What you are asked to do
Show each line in the items below that contains the word "tree". Case counts.
+++ Data for this exercise
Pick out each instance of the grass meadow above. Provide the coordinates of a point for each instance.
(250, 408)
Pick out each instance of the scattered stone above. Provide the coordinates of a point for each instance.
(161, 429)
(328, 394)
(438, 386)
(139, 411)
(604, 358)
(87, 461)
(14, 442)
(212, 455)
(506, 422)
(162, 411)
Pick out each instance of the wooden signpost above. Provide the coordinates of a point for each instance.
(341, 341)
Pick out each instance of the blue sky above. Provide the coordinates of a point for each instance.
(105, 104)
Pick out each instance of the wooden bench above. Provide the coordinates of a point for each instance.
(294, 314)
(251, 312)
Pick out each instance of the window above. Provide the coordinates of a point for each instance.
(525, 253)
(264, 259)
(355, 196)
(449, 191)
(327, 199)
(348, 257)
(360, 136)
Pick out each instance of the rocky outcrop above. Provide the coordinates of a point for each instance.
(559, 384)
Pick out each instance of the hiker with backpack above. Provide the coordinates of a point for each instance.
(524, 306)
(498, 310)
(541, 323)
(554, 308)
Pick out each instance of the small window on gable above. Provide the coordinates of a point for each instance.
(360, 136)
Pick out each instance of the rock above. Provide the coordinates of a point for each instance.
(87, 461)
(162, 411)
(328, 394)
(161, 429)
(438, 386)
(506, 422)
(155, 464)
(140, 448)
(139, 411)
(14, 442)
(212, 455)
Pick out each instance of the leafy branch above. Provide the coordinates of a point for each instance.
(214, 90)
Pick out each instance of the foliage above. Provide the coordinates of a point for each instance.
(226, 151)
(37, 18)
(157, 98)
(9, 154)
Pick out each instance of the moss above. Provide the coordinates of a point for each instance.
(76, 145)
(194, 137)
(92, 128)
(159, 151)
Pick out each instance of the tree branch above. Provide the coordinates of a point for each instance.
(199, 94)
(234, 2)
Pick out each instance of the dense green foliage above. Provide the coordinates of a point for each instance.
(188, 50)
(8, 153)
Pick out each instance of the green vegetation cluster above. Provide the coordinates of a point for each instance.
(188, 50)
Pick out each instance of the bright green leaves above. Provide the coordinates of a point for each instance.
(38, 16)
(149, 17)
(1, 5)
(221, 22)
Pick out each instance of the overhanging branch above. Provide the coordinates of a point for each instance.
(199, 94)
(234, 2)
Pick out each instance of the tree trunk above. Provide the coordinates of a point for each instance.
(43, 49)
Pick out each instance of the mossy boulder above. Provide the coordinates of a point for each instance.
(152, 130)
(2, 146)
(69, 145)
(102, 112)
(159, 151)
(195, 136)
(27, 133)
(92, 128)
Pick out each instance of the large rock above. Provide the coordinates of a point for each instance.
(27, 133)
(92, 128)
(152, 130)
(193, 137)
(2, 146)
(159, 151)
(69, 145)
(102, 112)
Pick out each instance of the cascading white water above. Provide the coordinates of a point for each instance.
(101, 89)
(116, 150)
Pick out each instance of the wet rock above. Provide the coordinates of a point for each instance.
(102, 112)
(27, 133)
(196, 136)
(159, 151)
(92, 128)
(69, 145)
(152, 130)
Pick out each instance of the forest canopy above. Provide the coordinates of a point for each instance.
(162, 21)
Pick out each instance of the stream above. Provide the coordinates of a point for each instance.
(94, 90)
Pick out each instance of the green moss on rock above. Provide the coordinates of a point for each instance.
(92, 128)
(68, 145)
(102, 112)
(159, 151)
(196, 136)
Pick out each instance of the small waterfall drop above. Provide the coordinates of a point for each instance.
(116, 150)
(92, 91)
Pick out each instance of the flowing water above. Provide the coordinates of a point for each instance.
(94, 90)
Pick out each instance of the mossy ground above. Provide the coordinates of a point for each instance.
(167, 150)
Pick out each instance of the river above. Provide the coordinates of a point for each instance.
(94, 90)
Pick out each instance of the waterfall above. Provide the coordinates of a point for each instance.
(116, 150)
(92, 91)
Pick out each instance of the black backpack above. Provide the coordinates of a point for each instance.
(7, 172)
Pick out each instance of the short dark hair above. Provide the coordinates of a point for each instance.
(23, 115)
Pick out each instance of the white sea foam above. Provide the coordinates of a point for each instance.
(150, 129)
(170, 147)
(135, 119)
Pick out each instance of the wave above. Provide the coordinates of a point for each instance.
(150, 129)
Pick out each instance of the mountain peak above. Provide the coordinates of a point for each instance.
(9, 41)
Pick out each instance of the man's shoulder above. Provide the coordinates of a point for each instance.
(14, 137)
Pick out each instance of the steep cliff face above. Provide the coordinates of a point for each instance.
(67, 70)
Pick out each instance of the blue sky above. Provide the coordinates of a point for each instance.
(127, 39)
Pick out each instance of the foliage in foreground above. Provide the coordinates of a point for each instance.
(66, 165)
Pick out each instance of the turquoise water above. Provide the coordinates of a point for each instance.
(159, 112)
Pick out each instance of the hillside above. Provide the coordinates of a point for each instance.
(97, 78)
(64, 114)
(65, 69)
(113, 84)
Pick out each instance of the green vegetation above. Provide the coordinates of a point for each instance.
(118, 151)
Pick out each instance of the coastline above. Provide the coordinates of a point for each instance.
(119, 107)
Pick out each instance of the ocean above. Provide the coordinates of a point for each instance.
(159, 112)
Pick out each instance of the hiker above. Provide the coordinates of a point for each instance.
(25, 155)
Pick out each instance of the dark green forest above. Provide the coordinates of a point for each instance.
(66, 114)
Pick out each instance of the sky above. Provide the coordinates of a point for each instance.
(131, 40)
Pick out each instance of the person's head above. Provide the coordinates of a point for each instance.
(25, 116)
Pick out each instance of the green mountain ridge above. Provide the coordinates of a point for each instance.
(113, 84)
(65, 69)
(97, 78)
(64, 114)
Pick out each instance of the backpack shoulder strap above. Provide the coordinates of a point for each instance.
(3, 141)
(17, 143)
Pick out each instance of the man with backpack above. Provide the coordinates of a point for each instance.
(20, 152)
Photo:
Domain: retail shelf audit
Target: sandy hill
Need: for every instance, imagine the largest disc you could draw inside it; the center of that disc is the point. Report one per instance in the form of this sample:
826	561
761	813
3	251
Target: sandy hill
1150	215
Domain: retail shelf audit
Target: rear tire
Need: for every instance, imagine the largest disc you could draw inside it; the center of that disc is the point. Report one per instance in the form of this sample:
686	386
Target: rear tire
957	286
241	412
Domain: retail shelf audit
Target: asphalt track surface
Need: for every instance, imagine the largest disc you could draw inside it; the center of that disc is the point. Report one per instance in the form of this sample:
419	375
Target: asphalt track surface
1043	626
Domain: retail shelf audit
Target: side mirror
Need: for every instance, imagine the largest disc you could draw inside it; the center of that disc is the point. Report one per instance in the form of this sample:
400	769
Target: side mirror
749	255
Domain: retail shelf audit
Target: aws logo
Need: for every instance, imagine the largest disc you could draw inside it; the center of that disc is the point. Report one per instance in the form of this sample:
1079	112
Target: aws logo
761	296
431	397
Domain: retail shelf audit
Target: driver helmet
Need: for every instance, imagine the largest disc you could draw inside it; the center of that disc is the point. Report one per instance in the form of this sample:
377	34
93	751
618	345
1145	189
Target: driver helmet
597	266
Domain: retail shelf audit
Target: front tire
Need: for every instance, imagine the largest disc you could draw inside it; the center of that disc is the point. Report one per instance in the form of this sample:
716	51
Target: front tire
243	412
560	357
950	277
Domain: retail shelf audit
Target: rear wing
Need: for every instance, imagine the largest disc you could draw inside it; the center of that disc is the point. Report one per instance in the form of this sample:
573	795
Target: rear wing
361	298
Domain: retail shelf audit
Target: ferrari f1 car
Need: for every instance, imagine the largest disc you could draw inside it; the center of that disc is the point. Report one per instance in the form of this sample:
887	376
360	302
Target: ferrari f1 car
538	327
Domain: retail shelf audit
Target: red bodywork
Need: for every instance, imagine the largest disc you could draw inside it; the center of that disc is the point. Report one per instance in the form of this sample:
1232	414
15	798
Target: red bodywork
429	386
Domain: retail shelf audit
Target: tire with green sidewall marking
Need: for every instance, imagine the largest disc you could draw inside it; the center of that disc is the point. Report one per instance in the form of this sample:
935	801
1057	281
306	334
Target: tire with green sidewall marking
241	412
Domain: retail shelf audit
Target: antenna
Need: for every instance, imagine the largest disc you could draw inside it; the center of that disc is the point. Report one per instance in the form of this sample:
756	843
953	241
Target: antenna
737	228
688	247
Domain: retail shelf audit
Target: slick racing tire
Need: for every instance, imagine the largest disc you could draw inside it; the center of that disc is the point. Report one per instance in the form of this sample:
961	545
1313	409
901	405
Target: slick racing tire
++++++
Result
Pick out each instance of the tree branch above. Provide the coordinates of a point for each instance.
Pick out each instance of the tree trunk above. Provide the coordinates of a point for each instance.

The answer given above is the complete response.